# Given request 1:
In the film page, who directed How to Be a Latin Lover?

Page excerpt start

- Theatrical release poster
- Directed by: Ken Marino
- Written by: Chris Spain; Jon Zack;
- Produced by: Eugenio Derbez; Benjamin Odell;
- Starring: Eugenio Derbez; Salma Hayek; Raphael Alejandro; Raquel Welch; Linda Lavin; Renée Taylor; Rob Corddry; Rob Riggle; Kristen Bell; Rob Lowe;
- Cinematography: John Bailey
- Edited by: John Daigle
- Music by: Craig Wedren
- Production company: 3Pas Studios
- Distributed by: Pantelion Films
- Release date: April 28, 2017;
- Running time: 116 minutes
- Country: United States
- Languages: English; Spanish;
- Budget: $10-13 million
- Box office: $62.6 million

= How to Be a Latin Lover =

How to Be a Latin Lover is a 2017 American comedy film starring Eugenio Derbez, Salma Hayek, Raphael Alejandro, Raquel Welch, Rob Riggle, Rob Huebel, Rob Corddry, Renée Taylor, Linda Lavin, Kristen Bell, and Rob Lowe. This was also Welch's final film before she died in 2023. The film was directed by Ken Marino and written by Chris Spain and Jon Zack. The film follows a man who has spent his whole life married to a rich old woman, and must learn to make it on his own when she kicks him out. It was released on April 28, 2017 by Pantelion Films and grossed $62.6 million worldwide.

==Plot==
Having made a career of seducing rich older women, Maximo marries a wealthy woman more than twice his age. Twenty-five years later, spoiled, out of shape, and bored from waking up next to his now 80-year-old wife, he is surprised when she dumps him for a younger McLaren car salesman.

Forced out of his mansion and desperate for a place to stay, he contacts Rick, another pampered gigolo. He crashes into the upscale playhouse of the woman's granddaughter, which does not go over very well. He soon moves in with his estranged sister, Sara, and her nerdy son, Hugo, in their small apartment.

Anxious to return to the lap of luxury, Maximo uses his nephew's crush on classmate Arden to get to his new target: her grandmother, Celeste, a widowed billionaire that Rick is also targeting. Maximo tries to reignite his charm as a Latin lover but fails at it miserably. Sara discovers her brother's scamming and kicks him out. While teaching Hugo some tricks he thinks work on women, Maximo finds himself bonding with his nephew, and this opens his heart to being less selfish and more thoughtful of others.

Eventually, Maximo becomes a gigolo for the woman Rick used to live with, and he patches up the relationship with his sister and nephew.

Page excerpt end
Items start

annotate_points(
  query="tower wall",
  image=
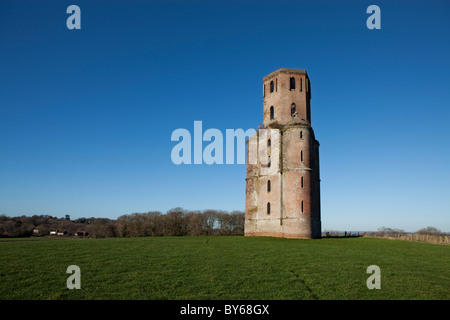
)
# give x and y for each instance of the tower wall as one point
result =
(294, 194)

Items end

# Given request 2:
Tally the lines of the records that contain the string "wall", with case counting, and give only the number.

# Expected output 1:
Ken Marino

# Expected output 2:
2